**Exercise aim**
For every line of the records below that holds "berry", add one. Give only the final total.

**Input data**
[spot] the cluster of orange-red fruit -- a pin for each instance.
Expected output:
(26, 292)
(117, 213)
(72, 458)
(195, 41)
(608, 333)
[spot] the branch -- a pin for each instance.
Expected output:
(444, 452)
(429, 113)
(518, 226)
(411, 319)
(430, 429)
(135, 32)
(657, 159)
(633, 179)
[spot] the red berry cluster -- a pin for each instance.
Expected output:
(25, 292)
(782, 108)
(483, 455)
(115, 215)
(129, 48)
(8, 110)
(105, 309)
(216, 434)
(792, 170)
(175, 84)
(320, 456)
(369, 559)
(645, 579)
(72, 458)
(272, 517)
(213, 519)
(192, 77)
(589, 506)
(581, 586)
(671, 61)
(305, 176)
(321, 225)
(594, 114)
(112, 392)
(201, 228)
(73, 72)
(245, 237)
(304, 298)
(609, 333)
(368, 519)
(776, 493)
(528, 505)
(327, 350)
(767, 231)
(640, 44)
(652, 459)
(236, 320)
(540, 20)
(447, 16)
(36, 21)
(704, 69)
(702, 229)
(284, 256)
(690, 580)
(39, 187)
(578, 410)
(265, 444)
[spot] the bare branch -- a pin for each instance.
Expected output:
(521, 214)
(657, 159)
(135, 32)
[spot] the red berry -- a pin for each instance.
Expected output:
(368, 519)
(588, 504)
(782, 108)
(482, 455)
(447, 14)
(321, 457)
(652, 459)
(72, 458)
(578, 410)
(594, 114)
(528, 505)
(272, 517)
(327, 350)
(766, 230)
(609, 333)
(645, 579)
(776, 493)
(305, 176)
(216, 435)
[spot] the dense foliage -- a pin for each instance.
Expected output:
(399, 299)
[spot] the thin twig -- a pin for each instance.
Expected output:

--

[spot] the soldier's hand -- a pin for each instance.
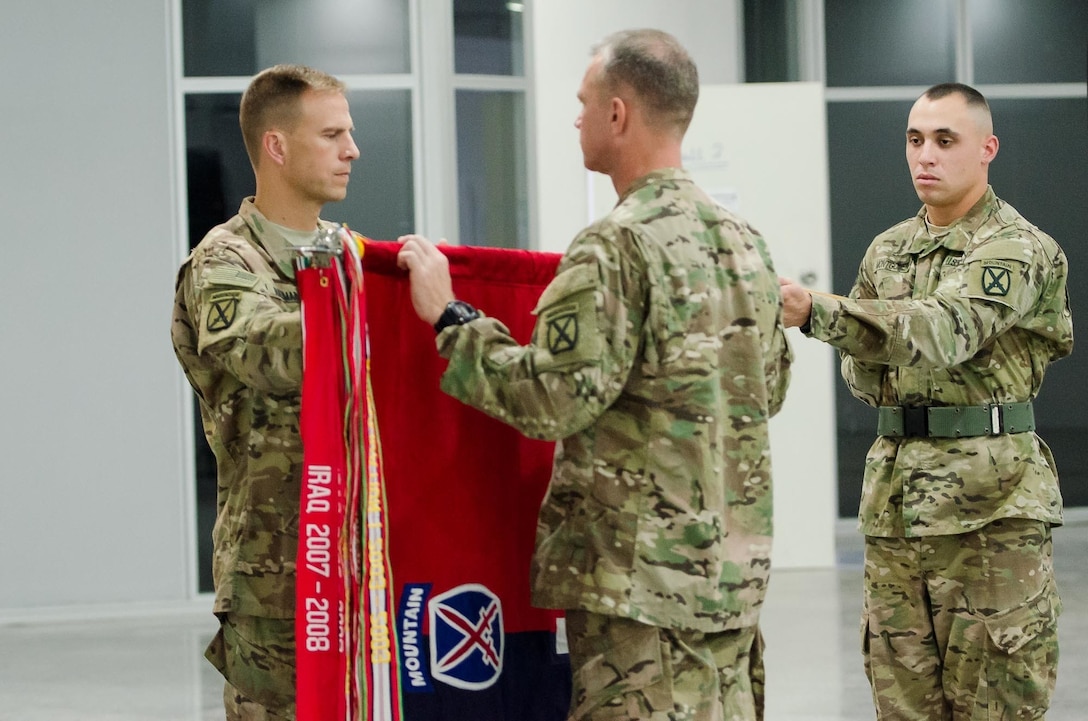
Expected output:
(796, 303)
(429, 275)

**Response box**
2